Gaza,”Sixty Five Funerals”

The Gaza Strip, with its barely three hundred and sixty square kilometres of land and one million and a half inhabitants, is one of the most controversial and long-suffering venues of the Arab-Israeli conflict. The minuscule region, bordering with Israel and Egypt along the Mediterranean coast and part of the Palestinian Territories, is currently governed by the Islamic fundamentalist organisation Hamas.

Following the end of the British mandate and the foundation of the State of Israel in 1948, the Strip is occupied by Egypt until 1967, when, as a result of the so-called Six Day War, it falls under the control of Israel up through 1994. During these 27 years of occupation, 21 Jewish settlements come into being, depriving the Palestinians of additional land, while the Israelis expropriate all the civic plants and systems and services.

With the signing of the Oslo Accords in 1993, the Strip becomes part of the territories governed by the PLO, the Palestine Liberation Organisation, led by Arafat, though control of the checkpoints and the zones holding settlements remains with the Israelis.

On 14 August 2005, based on a unilateral Israeli plan for disengagement signed by Prime Minister Ariel Sharon, the colonists are urged to evacuate the settlements, considered by the UN to be unlawful and contrary to the cause of peace. But not everyone heeds the request, and the removal of the settlers is marred by violence. On 12 September 2005, the Israeli Army formally cedes the Gaza Strip to the Palestinian Authority, though, for all intents and purposes, it continues to exercise control over the borders, the airspace and the territorial waters.

• Exercise 1
Repeat the Gaza passage from the part that opens with the words containing "The Gaza Strip, with" and closes with "fundamentalist organisation Hamas.", switching "minuscule" to "tiny".

(Saved data entries)
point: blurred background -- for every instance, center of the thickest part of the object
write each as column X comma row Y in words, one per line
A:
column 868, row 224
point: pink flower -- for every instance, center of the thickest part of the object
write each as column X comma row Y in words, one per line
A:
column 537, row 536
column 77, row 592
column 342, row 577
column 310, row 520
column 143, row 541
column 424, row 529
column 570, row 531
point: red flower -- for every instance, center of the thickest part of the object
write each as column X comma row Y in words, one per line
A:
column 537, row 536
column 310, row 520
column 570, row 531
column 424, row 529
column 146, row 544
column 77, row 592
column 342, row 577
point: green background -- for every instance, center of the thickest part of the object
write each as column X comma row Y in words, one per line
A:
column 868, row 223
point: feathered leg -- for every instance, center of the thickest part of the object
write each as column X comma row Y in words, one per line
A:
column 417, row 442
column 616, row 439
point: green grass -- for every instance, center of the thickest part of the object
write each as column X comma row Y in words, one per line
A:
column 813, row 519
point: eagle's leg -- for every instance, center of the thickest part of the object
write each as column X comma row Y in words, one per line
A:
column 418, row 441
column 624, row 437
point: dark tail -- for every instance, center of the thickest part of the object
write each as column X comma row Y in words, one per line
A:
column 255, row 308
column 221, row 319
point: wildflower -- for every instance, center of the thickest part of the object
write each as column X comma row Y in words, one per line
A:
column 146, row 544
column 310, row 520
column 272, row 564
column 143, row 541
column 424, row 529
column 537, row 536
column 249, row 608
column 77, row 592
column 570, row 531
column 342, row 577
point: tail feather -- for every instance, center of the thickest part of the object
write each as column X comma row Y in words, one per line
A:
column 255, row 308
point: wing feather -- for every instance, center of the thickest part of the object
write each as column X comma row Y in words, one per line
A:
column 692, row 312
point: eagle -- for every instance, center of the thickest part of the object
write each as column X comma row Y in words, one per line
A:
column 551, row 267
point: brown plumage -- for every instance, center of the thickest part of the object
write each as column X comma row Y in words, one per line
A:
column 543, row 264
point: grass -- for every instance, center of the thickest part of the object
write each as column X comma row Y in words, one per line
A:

• Exercise 2
Render the saved data entries, from the start of the entries through the line containing "column 868, row 224", as a two-column CSV with the columns request and answer. Give one row per request, put each field in quotes, and replace line breaks with spaces.

• Result 1
The Gaza Strip, with its barely three hundred and sixty square kilometres of land and one million and a half inhabitants, is one of the most controversial and long-suffering venues of the Arab-Israeli conflict. The tiny region, bordering with Israel and Egypt along the Mediterranean coast and part of the Palestinian Territories, is currently governed by the Islamic fundamentalist organisation Hamas.

• Result 2
request,answer
"point: blurred background -- for every instance, center of the thickest part of the object write each as column X comma row Y in words, one per line A:","column 868, row 224"